→ Aim of the exercise:
Reproduce every entry below word for word, line by line.

.....

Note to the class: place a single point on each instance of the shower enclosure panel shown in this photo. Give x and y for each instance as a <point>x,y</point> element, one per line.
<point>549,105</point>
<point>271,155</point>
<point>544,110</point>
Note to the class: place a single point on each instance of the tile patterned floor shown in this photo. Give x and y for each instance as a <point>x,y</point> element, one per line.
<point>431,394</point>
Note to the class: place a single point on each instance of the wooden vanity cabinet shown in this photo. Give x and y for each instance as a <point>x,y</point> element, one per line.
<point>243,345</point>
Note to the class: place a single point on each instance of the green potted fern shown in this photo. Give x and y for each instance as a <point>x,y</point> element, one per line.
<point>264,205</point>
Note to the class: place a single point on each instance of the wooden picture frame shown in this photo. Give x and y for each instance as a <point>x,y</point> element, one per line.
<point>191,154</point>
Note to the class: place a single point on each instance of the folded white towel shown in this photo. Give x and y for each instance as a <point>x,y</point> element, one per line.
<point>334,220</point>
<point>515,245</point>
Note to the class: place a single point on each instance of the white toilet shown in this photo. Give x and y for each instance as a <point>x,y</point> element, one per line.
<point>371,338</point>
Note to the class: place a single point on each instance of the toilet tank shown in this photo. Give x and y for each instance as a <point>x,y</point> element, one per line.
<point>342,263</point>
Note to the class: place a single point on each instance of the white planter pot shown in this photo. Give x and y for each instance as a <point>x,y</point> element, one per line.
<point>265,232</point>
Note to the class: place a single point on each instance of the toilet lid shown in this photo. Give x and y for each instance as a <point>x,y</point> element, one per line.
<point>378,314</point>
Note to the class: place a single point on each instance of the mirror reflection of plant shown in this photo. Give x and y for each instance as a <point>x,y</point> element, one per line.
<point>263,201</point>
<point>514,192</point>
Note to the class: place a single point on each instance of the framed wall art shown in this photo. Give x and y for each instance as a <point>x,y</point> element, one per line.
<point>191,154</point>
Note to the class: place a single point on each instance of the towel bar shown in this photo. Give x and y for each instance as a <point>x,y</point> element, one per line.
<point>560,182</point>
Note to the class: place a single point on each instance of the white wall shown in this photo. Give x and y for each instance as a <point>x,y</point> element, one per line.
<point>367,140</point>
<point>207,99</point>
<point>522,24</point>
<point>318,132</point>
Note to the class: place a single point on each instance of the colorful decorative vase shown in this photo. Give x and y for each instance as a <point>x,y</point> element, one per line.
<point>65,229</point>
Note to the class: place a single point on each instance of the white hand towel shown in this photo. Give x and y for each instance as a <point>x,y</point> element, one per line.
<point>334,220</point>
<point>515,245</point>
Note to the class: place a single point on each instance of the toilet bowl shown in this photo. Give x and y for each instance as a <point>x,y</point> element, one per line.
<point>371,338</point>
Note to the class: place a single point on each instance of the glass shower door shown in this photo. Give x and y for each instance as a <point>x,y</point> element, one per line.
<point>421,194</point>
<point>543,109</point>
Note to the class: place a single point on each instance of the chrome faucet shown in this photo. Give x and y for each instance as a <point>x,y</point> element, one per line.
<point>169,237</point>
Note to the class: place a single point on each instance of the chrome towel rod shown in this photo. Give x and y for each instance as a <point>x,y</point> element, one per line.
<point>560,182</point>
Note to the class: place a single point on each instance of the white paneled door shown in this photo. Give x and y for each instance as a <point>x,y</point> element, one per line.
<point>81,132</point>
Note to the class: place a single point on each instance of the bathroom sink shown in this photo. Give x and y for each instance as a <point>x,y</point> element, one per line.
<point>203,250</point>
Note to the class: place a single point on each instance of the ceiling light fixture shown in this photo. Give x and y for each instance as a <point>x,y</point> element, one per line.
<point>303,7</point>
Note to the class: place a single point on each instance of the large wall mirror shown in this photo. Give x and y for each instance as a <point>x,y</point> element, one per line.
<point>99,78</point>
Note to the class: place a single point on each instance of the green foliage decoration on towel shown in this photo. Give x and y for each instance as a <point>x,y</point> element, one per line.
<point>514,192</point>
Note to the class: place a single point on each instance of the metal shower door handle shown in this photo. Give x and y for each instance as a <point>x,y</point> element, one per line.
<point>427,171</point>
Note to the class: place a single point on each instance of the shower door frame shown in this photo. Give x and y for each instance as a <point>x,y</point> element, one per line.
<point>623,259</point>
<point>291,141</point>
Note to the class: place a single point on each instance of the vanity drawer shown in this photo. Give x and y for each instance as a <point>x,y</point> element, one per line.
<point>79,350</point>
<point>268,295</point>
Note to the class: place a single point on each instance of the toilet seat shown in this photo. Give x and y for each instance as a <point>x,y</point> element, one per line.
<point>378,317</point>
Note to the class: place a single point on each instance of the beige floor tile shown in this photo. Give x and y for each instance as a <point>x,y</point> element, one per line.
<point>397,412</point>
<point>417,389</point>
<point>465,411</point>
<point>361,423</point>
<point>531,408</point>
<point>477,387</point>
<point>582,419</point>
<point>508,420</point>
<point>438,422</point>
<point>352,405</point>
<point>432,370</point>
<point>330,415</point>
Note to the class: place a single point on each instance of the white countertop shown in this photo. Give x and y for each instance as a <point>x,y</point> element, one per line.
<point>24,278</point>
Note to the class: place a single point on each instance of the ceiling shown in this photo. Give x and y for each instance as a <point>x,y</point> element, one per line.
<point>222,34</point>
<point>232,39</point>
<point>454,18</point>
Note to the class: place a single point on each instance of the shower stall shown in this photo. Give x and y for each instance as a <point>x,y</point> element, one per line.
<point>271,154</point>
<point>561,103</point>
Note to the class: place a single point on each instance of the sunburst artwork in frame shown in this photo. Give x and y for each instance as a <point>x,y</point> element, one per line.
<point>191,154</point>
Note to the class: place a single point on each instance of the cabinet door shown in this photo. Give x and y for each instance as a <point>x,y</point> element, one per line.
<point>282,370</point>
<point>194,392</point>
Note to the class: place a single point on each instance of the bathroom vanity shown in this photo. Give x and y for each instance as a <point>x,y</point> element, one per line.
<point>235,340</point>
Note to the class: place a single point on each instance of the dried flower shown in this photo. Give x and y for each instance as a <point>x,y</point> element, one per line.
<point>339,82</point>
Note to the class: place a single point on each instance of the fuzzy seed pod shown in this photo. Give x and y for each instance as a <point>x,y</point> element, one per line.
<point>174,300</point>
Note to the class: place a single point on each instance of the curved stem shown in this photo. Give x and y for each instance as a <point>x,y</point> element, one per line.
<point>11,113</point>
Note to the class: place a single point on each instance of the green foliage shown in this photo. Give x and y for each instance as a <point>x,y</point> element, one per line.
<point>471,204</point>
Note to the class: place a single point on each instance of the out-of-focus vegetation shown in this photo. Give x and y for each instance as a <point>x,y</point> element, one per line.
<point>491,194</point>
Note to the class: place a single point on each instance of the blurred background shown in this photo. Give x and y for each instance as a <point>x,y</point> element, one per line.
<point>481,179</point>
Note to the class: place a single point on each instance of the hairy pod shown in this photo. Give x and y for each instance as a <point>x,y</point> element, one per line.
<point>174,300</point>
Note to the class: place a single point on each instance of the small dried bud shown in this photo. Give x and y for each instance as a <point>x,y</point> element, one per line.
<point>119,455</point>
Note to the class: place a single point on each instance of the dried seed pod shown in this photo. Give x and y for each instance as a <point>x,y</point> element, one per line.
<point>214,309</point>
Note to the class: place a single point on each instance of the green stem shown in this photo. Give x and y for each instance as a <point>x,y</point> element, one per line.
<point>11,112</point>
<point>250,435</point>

.....

→ Task solution:
Note to the class: place a single point on each instance of the shower enclosure panel shown in this photo. Give x and y for each instance as a <point>x,y</point> element, one per line.
<point>549,105</point>
<point>271,155</point>
<point>544,110</point>
Note to the class: place a single point on each instance of the tile patterned floor shown in this photo. Give x and y for each instance as a <point>x,y</point> element, one per line.
<point>431,394</point>
Note to the class: place a single point on each instance of the wooden vanity cabinet shown in this photo. Give x and y for each instance as a <point>x,y</point> element, one per line.
<point>243,345</point>
Note to the class: place a single point on each instance of the green potted fern shown in this photo. Give x and y for each instance as a <point>x,y</point> element, one per line.
<point>264,205</point>
Note to the class: place a single point on each instance of the wooden picture frame shown in this photo. Give x and y for each instance as a <point>x,y</point> element, one per line.
<point>191,154</point>
Note to the class: place a single point on each instance of the folded white towel shown in this photo. Give x and y for each instance as a <point>x,y</point> element, one per line.
<point>334,220</point>
<point>515,245</point>
Note to the class: place a single point on each instance of the white toilet shown in this photo. Give x and y for each instance as a <point>x,y</point> element, one per line.
<point>371,338</point>
Note to the class: place a single point on each instance of the toilet tank shown in this photo. Give x and y for each instance as a <point>x,y</point> element, one per line.
<point>342,263</point>
Note to the class: place a single point on each instance of the white planter pot shown in this photo. Give x and y for each instance as a <point>x,y</point> element, one per line.
<point>265,232</point>
Note to the class: place a single point on each instance of the toilet lid shown in this photo. Give x and y for each instance as a <point>x,y</point> element, one per line.
<point>378,314</point>
Note to the class: place a single point on each instance of the mirror reflection of plant shown in this photo. Give x and y for each instance as a <point>x,y</point> element, one per line.
<point>263,201</point>
<point>514,192</point>
Note to the class: place a single point on each instance of the framed wall art shown in this photo. Give x and y for each instance as a <point>x,y</point> element, one per line.
<point>191,154</point>
Note to the class: place a single point on each instance of the towel bar shown in this photo. Give x and y for each instance as a <point>x,y</point> element, one per line.
<point>560,182</point>
Note to the class: place a single point on each instance of the white wall shown in this photo. Give x and y for each instance as a <point>x,y</point> element, one per line.
<point>367,140</point>
<point>207,99</point>
<point>522,24</point>
<point>318,132</point>
Note to the class: place a single point on each instance of the colorful decorative vase shown in this photo. Give x and y for each instance as a <point>x,y</point> element, one per line.
<point>65,229</point>
Note to the class: place a single point on each instance of the white hand towel shown in this photo. Give x and y for each instance as a <point>x,y</point> element, one per line.
<point>334,220</point>
<point>515,245</point>
Note to the class: place a single point on each instance of the toilet bowl shown in this photo. Give x and y for each instance as a <point>x,y</point> element, one per line.
<point>371,338</point>
Note to the class: place a single point on each instance of the glass shower door shown in this photo. Give x and y for each instance as a <point>x,y</point> element, one per line.
<point>421,194</point>
<point>543,109</point>
Note to the class: place a single point on each instance of the chrome faucet shown in this photo. Give x and y for each instance as a <point>x,y</point> element, one per line.
<point>169,237</point>
Note to the class: place a single point on each instance of the chrome towel rod shown in this photo. Give x and y for each instance as a <point>x,y</point> element, one per line.
<point>560,182</point>
Note to the class: place a single point on each instance of the white paneled door shown in this photo. Give x and y for each instance as a <point>x,y</point> element, one per line.
<point>81,132</point>
Note to the class: place a single point on each instance of the bathroom sink shown in this photo. Give x and y for each instance as a <point>x,y</point> element, one per line.
<point>203,250</point>
Note to the class: place a single point on each instance of the ceiling light fixture shown in this photo. Give x and y for each instance as a <point>x,y</point> element, one per line.
<point>303,7</point>
Note to the class: place a single point on each instance of the large wall mirror shown in this photo. Give x and y for each instance as a <point>x,y</point> element, one per line.
<point>99,78</point>
Note to the class: place a single point on each instance of the green foliage decoration on towel shown in this photo. Give x and y for each instance as a <point>x,y</point> element, one per line.
<point>514,192</point>
Note to the class: place a single point on each instance of the metal shower door handle shown in this photo. Give x and y for each instance as a <point>x,y</point> element, one per line.
<point>427,171</point>
Note to the class: place a single point on each instance of the shower door frame shown in this photo. Give x and y for each instance as a <point>x,y</point> element, one per line.
<point>623,259</point>
<point>291,141</point>
Note to the class: place a single point on each instance of the vanity drawer shown in this photo. Give x and y for each instance as a <point>x,y</point> element, one per line.
<point>79,350</point>
<point>268,295</point>
Note to the class: place a single point on each instance of the toilet seat shown in this photo. Give x and y for each instance as a <point>x,y</point> element, one per line.
<point>378,317</point>
Note to the class: place a single point on each instance of the beige floor tile shown in this photo. Give x and y for each instance as a <point>x,y</point> element, one per line.
<point>397,412</point>
<point>417,389</point>
<point>465,411</point>
<point>361,423</point>
<point>531,408</point>
<point>477,387</point>
<point>582,419</point>
<point>508,420</point>
<point>438,422</point>
<point>352,405</point>
<point>432,370</point>
<point>330,415</point>
Note to the class: place a single point on each instance of the white countertop shown in this photo. Give x and y for each instance as a <point>x,y</point> element, one per line.
<point>24,278</point>
Note to the class: place a single point on each instance of the ceiling shown in this photo. Give x and y for each instance as a <point>x,y</point> element, one per line.
<point>222,34</point>
<point>232,39</point>
<point>454,18</point>
Note to the class: place a single point on each instance of the shower stall shown in this photo. Give x and y for each instance as a <point>x,y</point> element, one per line.
<point>271,154</point>
<point>561,103</point>
Note to the class: place a single point on each instance of the sunburst artwork in frame shown in this photo. Give x and y for each instance as a <point>x,y</point> element, one per line.
<point>191,154</point>
Note to the class: place a single point on each instance of the cabinet door shown in this photo. Give x and y for each instance as a <point>x,y</point> element, one per line.
<point>282,370</point>
<point>194,392</point>
Note to the class: place a single point on each instance of the bathroom vanity shown in this photo. Give x and y for each instance as a <point>x,y</point> element, one per line.
<point>235,340</point>
Note to the class: place a single point on each instance of the dried flower shown in this photo. Give x and y for each instance as a <point>x,y</point> element, one per line.
<point>339,82</point>
Note to the class: place a single point on each instance of the fuzzy seed pod shown in this photo. Give x and y for each instance as a <point>x,y</point> element, one per line.
<point>174,300</point>
Note to the class: place a single point on each instance of the curved stem shown in this photo. Give x and y for each instance as a <point>x,y</point> element, one per line.
<point>11,113</point>
Note to the class: place a single point on each instance of the green foliage shown in this photo. Give x and y for each instance as a <point>x,y</point> element, one per line.
<point>471,204</point>
Note to the class: place a single point on each instance of the out-of-focus vegetation shown in this photo. Give x and y for each instance as a <point>x,y</point> element, one per line.
<point>491,194</point>
Note to the class: place a single point on each instance of the blurred background shown in this photo. Give x and y for each instance as a <point>x,y</point> element, one per line.
<point>481,179</point>
Note to the class: place a single point on each instance of the hairy pod shown in this photo. Give x and y for each instance as a <point>x,y</point> element, one per line.
<point>174,300</point>
Note to the class: place a single point on each instance of the small dried bud shown in this photo. Give x and y for each instance as a <point>x,y</point> element, one per line.
<point>119,455</point>
Note to the class: place a single point on each instance of the dried seed pod shown in this photo. Give x and y for each instance as a <point>x,y</point> element, one per line.
<point>214,309</point>
Note to the class: place a single point on each instance of the green stem shown in this photo. Give x and y for each instance as a <point>x,y</point> element, one per line.
<point>11,112</point>
<point>250,435</point>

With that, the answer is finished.